What is asked:
Pull out each line of the records below that contains the string "windshield", and copy those lines unchanged.

Excerpted records:
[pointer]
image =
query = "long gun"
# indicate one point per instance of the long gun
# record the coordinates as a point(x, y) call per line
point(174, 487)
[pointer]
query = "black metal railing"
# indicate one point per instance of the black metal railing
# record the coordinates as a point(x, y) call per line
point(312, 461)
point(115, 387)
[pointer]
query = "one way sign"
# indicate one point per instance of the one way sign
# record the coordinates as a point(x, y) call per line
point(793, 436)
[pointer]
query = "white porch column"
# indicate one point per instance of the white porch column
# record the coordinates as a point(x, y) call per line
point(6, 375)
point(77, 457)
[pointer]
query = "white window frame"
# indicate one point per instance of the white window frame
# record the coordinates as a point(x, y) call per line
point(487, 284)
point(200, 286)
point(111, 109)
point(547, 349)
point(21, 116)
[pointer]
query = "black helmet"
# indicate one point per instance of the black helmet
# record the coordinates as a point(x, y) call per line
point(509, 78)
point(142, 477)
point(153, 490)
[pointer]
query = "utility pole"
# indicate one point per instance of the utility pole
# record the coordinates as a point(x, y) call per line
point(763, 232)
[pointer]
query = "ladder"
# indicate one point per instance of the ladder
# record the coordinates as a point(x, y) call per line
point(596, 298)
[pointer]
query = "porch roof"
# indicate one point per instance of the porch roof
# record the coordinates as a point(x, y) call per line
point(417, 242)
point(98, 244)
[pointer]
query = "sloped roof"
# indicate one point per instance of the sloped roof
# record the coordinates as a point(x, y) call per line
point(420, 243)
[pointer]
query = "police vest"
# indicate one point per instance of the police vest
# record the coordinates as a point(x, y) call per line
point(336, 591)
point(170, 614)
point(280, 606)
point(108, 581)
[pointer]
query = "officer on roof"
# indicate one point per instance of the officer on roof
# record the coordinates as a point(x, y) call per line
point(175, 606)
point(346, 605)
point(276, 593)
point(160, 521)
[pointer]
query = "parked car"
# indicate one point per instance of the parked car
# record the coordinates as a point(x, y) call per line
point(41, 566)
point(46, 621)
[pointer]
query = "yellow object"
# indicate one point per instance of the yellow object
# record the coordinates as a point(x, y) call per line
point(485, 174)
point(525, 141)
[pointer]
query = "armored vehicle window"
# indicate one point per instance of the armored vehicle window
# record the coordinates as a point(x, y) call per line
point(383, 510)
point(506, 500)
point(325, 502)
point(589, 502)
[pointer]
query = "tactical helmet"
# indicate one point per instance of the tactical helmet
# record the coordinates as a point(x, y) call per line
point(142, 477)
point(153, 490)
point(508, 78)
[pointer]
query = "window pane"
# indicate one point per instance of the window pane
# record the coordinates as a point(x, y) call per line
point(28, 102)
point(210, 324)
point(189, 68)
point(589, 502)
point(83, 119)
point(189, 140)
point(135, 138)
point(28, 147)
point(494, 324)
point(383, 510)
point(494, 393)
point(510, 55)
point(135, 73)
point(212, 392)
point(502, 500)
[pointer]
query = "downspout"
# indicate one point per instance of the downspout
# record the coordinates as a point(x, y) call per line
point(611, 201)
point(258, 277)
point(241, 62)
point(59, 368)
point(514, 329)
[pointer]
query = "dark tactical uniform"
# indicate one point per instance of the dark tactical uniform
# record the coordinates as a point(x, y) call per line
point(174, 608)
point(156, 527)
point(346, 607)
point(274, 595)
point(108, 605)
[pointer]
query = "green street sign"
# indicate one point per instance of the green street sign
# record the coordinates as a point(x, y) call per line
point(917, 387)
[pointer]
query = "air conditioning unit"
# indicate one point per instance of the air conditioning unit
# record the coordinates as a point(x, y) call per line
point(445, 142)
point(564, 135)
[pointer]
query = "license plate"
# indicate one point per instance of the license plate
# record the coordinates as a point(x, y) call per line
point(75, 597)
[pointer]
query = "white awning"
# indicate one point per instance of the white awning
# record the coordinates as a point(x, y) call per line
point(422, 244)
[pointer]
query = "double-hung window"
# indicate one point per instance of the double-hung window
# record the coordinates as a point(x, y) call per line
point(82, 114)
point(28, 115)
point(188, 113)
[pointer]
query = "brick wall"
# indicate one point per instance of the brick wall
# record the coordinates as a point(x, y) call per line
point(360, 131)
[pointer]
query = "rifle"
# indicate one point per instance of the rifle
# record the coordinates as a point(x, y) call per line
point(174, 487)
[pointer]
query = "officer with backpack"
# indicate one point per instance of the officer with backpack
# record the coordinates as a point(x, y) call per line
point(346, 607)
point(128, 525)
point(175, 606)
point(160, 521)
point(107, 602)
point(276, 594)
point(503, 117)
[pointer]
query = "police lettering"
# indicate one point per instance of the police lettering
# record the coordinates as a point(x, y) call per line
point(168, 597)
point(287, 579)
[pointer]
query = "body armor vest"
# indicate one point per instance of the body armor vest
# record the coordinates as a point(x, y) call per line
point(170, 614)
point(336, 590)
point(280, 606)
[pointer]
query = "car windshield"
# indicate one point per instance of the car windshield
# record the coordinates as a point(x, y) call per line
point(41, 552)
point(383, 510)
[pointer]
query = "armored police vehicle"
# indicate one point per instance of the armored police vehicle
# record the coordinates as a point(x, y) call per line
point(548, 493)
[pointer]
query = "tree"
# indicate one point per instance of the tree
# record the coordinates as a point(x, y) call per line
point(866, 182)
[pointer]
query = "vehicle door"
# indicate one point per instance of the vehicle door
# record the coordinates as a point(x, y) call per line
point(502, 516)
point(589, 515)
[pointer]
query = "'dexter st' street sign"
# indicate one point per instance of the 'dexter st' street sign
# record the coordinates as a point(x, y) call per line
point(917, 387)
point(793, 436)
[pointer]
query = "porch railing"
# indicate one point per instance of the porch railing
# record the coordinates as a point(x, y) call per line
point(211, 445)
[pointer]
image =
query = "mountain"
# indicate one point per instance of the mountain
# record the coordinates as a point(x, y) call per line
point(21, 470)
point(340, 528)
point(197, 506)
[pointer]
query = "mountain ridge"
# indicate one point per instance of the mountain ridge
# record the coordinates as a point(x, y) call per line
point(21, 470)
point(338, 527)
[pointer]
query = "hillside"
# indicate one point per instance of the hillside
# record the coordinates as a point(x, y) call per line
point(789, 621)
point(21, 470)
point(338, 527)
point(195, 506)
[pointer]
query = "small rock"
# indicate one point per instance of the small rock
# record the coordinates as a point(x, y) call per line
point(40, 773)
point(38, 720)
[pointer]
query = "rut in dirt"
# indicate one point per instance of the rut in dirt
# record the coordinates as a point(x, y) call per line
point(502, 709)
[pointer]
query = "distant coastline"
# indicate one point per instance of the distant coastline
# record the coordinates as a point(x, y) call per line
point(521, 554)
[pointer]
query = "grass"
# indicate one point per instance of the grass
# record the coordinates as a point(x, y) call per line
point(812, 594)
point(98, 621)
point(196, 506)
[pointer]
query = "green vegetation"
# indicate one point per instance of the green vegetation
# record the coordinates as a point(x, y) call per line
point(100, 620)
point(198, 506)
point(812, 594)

Completed task:
query = "car windshield"
# indicate one point per instance of the car windshield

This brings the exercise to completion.